SHORT EXERCISE:
Filter the lines below, keeping every one that contains the string "ceiling" and copying each unchanged. The match is case-sensitive.
+++
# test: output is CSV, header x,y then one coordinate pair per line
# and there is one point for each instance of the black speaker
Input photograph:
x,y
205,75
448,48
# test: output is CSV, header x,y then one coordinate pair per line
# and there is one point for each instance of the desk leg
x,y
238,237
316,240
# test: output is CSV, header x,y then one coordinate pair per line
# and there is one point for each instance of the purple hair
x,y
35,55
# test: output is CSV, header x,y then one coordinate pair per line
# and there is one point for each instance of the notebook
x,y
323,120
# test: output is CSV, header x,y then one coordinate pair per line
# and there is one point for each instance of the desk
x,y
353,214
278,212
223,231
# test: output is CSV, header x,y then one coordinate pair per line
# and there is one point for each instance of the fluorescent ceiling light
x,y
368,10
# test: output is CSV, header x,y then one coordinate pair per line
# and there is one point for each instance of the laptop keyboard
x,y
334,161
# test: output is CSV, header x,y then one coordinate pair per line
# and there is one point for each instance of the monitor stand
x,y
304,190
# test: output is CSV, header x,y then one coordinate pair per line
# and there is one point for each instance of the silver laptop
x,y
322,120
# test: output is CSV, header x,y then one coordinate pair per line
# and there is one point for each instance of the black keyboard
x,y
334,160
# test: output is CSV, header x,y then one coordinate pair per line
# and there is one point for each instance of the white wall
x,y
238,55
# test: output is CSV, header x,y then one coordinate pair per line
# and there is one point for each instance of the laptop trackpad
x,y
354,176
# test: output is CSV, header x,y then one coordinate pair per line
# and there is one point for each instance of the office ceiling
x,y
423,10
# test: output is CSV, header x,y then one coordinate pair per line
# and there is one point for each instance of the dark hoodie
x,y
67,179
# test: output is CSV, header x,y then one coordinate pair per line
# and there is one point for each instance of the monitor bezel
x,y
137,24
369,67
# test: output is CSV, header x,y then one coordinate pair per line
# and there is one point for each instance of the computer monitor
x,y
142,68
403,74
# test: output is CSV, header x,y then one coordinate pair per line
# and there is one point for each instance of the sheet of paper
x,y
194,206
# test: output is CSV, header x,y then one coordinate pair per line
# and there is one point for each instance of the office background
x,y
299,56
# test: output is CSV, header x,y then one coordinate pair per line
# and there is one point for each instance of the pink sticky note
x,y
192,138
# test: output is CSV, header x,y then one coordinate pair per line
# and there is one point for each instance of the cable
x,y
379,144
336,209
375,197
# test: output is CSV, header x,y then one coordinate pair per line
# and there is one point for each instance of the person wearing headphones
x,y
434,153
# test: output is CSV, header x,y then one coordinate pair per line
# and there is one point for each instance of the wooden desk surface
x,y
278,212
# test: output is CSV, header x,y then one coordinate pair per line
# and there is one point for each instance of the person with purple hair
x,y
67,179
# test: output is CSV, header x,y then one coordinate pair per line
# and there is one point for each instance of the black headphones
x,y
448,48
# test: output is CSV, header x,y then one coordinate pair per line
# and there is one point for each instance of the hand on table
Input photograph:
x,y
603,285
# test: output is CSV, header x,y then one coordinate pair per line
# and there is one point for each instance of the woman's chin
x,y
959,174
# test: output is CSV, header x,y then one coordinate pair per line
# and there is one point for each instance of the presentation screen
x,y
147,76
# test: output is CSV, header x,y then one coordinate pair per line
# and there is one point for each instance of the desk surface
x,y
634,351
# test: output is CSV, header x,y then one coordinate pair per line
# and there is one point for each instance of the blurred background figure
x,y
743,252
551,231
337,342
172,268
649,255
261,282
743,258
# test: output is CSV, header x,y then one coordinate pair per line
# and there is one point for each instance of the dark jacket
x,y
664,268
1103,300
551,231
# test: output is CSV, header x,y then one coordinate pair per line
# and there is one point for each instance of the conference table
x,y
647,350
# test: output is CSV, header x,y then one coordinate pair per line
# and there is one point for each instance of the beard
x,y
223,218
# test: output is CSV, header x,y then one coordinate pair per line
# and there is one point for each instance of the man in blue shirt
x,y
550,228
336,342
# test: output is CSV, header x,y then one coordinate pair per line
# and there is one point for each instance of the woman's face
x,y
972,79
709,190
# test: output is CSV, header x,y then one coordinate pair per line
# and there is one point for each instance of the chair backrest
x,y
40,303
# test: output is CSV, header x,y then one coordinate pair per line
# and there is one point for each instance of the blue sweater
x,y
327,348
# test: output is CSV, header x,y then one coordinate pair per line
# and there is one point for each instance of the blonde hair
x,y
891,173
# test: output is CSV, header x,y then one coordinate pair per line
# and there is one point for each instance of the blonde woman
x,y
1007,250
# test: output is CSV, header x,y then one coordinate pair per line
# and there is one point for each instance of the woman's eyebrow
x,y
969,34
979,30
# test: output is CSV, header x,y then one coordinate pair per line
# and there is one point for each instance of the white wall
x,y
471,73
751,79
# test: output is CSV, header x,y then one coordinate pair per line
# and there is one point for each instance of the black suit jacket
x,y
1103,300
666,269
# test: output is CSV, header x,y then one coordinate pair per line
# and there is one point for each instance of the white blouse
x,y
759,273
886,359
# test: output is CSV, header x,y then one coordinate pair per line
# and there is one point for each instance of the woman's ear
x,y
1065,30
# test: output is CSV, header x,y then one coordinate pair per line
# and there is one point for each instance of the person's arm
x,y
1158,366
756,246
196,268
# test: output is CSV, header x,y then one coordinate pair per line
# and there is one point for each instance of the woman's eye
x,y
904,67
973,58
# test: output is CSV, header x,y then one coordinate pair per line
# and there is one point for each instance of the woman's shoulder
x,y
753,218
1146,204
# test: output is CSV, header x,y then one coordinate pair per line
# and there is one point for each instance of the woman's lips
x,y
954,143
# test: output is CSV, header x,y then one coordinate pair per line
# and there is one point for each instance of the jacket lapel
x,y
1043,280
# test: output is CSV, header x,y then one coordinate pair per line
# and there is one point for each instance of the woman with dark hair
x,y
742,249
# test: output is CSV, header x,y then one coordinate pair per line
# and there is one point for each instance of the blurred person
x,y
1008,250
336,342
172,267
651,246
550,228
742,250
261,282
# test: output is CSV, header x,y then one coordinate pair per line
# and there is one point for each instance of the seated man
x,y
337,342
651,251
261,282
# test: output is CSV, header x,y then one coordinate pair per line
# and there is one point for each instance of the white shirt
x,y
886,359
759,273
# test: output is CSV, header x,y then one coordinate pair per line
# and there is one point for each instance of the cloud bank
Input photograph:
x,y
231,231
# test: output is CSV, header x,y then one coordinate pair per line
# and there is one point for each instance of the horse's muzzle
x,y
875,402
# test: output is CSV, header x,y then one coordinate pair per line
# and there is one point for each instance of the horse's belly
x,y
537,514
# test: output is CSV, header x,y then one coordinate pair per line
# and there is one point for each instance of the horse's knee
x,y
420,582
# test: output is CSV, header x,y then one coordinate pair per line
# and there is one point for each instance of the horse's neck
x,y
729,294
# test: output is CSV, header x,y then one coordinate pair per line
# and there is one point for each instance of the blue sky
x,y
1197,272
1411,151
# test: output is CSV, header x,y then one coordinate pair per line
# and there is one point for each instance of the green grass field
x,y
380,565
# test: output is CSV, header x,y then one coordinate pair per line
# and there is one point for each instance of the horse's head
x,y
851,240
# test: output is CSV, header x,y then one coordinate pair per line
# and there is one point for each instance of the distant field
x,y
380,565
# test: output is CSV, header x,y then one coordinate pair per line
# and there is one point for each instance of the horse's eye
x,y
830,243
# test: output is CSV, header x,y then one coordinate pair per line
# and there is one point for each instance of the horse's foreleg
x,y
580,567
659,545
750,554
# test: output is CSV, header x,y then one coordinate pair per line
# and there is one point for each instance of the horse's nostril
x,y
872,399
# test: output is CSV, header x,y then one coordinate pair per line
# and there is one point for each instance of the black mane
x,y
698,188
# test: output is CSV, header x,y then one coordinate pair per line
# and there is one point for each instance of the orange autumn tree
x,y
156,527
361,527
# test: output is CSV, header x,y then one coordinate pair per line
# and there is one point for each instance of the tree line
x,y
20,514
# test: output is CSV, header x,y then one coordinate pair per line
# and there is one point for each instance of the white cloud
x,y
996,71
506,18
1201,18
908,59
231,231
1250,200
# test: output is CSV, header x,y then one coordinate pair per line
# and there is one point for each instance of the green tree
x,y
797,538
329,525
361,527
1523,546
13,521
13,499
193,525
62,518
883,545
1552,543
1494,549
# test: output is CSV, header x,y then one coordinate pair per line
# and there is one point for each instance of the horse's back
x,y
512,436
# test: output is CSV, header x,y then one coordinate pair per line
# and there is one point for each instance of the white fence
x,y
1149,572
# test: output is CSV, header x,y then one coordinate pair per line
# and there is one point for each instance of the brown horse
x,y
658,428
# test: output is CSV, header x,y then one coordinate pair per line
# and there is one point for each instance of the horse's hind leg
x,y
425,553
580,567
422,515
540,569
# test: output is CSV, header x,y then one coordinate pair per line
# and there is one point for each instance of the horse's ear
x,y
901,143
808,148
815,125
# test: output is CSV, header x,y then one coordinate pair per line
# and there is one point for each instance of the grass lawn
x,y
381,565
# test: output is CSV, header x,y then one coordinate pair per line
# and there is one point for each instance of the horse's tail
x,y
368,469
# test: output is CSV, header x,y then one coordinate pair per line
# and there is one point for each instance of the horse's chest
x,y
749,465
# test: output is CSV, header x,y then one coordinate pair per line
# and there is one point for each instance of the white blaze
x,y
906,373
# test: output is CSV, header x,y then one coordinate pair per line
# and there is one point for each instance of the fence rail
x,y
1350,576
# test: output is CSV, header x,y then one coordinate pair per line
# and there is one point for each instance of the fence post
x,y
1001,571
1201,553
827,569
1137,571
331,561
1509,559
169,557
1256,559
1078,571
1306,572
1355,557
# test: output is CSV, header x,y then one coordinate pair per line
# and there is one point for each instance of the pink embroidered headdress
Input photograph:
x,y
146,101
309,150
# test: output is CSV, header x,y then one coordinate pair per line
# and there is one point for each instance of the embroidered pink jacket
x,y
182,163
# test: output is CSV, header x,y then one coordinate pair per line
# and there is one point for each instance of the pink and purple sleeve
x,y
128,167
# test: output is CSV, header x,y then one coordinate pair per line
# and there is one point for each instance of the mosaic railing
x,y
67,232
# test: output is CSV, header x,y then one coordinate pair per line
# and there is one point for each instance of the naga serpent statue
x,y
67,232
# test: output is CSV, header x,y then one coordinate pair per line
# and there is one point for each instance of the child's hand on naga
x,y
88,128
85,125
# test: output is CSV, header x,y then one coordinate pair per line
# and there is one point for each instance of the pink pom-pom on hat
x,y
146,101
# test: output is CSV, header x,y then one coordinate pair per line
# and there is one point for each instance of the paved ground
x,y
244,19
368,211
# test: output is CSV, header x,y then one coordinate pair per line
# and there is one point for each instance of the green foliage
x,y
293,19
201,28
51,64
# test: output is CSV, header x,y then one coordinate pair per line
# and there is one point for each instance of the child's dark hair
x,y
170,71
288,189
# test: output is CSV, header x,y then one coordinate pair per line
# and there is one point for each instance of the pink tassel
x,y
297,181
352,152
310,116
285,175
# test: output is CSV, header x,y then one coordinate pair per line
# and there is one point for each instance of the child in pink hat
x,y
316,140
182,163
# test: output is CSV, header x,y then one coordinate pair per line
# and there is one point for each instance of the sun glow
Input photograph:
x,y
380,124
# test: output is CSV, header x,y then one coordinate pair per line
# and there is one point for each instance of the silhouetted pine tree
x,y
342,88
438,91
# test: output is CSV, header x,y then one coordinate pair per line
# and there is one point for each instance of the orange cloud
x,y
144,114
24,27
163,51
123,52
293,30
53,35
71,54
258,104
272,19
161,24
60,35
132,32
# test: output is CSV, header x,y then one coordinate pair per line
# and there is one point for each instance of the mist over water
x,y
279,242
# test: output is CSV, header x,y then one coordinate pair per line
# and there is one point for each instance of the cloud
+++
SOLUTION TO THIS TASK:
# and there is one point for each instance of the fluorescent ceiling light
# and there is one point for each instance of the office ceiling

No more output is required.